◆ Problem ◆
Could you turn everything in the records below, from the line containing "From the screenshot above, the water reflection" down to the line containing "511, 211, 542]]", into a Markdown table with the columns Row and Line, one numbered row per line? Skip blank lines and leave the pictures out.

++++ The input

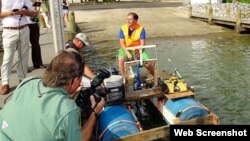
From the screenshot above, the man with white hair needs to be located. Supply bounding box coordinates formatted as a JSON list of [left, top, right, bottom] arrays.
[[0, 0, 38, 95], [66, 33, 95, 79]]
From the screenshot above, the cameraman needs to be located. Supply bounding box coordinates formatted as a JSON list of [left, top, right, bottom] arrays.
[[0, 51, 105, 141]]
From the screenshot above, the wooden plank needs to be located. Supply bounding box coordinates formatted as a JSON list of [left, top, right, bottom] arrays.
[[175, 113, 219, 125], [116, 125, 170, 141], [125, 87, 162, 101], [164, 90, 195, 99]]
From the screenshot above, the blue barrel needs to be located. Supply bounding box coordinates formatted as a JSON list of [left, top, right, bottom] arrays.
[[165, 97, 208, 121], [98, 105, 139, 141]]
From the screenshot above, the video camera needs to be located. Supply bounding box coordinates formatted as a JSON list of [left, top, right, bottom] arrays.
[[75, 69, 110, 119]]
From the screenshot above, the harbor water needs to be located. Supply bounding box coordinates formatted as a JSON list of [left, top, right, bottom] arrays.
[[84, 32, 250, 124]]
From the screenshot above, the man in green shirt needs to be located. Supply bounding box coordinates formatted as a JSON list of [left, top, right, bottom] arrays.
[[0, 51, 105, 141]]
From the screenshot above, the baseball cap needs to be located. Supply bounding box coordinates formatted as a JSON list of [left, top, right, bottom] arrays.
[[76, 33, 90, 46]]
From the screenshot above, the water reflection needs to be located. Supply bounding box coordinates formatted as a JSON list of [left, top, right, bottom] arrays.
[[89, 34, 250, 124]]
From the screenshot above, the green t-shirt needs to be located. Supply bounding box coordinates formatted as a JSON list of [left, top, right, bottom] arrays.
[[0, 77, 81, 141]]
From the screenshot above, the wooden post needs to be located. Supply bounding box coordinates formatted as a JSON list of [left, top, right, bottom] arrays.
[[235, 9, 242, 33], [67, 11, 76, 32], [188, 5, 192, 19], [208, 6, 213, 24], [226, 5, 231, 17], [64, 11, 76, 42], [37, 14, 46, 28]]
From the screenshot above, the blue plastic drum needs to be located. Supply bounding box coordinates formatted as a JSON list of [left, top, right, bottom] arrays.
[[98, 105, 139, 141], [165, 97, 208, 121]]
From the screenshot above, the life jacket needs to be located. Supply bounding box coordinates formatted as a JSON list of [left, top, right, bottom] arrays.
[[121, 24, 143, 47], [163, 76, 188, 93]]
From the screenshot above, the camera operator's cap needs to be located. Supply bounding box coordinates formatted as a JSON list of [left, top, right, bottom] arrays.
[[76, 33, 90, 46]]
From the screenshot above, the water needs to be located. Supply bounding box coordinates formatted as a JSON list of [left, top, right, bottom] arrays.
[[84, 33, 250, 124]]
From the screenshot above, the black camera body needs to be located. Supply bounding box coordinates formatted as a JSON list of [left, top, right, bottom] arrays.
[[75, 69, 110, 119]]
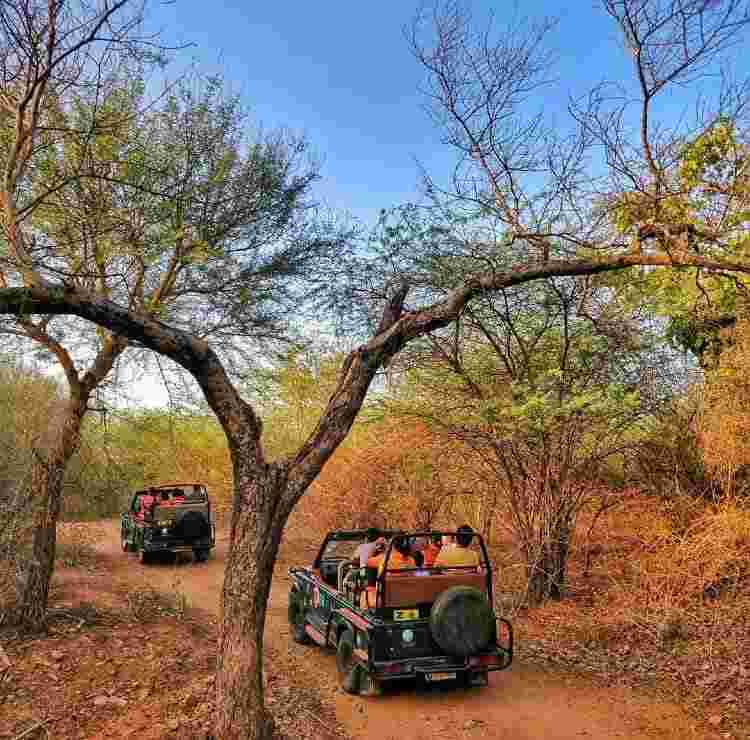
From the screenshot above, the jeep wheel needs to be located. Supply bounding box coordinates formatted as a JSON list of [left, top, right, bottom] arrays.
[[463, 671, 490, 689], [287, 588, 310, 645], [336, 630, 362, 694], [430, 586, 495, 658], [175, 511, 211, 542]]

++++++++
++++ The input

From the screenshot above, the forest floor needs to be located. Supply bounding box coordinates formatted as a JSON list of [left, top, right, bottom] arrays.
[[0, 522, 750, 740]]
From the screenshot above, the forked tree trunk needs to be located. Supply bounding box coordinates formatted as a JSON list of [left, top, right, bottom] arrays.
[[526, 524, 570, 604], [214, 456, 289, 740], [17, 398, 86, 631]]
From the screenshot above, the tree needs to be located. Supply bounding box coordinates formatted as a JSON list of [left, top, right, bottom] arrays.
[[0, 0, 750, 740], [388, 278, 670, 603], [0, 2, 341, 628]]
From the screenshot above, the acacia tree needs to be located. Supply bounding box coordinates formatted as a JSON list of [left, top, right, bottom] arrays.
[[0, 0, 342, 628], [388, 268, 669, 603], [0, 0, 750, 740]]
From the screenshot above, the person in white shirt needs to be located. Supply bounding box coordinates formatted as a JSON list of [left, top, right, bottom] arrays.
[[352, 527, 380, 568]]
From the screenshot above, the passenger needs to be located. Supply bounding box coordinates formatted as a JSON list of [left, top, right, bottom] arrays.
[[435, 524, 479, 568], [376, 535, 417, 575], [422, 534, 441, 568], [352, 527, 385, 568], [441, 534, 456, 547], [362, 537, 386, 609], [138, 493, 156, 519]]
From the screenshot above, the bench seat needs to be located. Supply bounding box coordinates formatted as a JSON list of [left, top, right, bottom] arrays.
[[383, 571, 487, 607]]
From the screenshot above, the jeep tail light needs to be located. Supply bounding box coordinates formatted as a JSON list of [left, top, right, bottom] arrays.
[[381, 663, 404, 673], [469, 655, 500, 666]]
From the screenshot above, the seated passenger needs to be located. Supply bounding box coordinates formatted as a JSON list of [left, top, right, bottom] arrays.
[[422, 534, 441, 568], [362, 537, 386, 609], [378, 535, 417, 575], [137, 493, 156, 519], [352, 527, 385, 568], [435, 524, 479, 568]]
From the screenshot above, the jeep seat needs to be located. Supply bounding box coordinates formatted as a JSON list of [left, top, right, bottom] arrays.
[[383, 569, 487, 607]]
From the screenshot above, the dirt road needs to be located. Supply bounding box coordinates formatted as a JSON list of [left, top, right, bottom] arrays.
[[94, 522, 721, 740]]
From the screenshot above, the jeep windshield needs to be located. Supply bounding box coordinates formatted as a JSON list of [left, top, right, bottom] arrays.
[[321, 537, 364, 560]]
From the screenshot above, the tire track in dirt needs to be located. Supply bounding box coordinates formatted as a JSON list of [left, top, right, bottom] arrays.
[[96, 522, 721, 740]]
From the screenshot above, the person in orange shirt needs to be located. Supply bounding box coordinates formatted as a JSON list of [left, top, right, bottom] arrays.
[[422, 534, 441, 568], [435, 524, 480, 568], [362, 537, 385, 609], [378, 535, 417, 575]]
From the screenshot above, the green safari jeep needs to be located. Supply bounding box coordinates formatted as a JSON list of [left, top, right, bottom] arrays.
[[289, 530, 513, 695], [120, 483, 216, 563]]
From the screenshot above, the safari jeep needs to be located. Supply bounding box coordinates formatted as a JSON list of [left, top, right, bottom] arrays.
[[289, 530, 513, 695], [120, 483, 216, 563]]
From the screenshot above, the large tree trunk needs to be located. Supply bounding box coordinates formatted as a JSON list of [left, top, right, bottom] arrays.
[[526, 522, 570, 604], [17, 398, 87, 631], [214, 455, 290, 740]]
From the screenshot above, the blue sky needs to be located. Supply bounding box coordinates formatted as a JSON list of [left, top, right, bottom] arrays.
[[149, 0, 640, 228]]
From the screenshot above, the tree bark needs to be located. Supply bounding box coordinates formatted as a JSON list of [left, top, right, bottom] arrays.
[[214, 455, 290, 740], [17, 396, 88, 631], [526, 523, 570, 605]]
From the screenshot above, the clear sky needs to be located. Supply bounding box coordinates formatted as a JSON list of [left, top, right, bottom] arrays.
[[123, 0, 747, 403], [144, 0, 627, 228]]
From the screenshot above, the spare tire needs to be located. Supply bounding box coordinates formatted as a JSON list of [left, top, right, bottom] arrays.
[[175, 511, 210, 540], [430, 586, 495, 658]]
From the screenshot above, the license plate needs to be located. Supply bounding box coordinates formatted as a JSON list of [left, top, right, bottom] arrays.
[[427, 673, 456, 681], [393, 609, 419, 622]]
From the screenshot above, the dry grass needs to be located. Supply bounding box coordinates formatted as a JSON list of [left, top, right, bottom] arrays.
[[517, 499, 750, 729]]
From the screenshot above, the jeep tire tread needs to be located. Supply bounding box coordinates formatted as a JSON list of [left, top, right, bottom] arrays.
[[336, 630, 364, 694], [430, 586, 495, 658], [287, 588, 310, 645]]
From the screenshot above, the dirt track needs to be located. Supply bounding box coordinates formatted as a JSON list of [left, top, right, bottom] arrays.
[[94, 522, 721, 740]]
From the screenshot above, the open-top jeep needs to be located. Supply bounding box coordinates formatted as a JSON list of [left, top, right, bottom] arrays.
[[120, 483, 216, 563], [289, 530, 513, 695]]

++++++++

◆ Expected answer ◆
| Row | Line |
|---|---|
| 1 | From the screenshot above, the water reflection needs to be located. Supply bounding box coordinates formatted as a JSON list of [left, top, right, bottom] arrays. |
| 2 | [[89, 34, 250, 124]] |
| 3 | From the screenshot above, the green t-shirt needs to be located. Supply bounding box coordinates formatted as a JSON list of [left, top, right, bottom] arrays. |
| 4 | [[0, 77, 81, 141]] |
| 5 | From the screenshot above, the wooden post needs to be located. Supply bounding box coordinates formatted as a JSON list of [left, top, right, bottom] arrays. |
| 6 | [[235, 9, 242, 33], [67, 11, 76, 32], [188, 5, 192, 19], [208, 6, 213, 24], [226, 5, 231, 17], [64, 11, 76, 42], [37, 14, 46, 28]] |
| 7 | From the screenshot above, the blue plastic drum needs to be located. Supply bounding box coordinates formatted as a JSON list of [left, top, right, bottom] arrays. |
| 8 | [[98, 105, 139, 141], [165, 97, 208, 121]] |
| 9 | From the screenshot above, the life jacket needs to be located. Supply bounding box coordinates formatted as a JSON list of [left, top, right, bottom] arrays. |
| 10 | [[121, 24, 143, 47], [163, 76, 188, 93]] |
| 11 | From the screenshot above, the camera operator's cap needs to be located. Supply bounding box coordinates formatted as a JSON list of [left, top, right, bottom] arrays. |
| 12 | [[76, 33, 90, 46]] |
| 13 | From the screenshot above, the water needs to be located. Supply bounding box coordinates formatted as a JSON list of [left, top, right, bottom] arrays. |
| 14 | [[84, 33, 250, 124]] |
| 15 | From the screenshot above, the black camera body needs to be located. Supply bounding box coordinates formatted as a JSON list of [left, top, right, bottom] arrays. |
| 16 | [[75, 69, 110, 119]] |
| 17 | From the screenshot above, the jeep wheel needs to be located. Supply bounding box coordinates formatted as a JSON list of [left, top, right, bottom] arrays. |
| 18 | [[463, 671, 490, 689], [287, 588, 310, 645], [336, 630, 362, 694], [430, 586, 495, 658], [175, 511, 211, 542]] |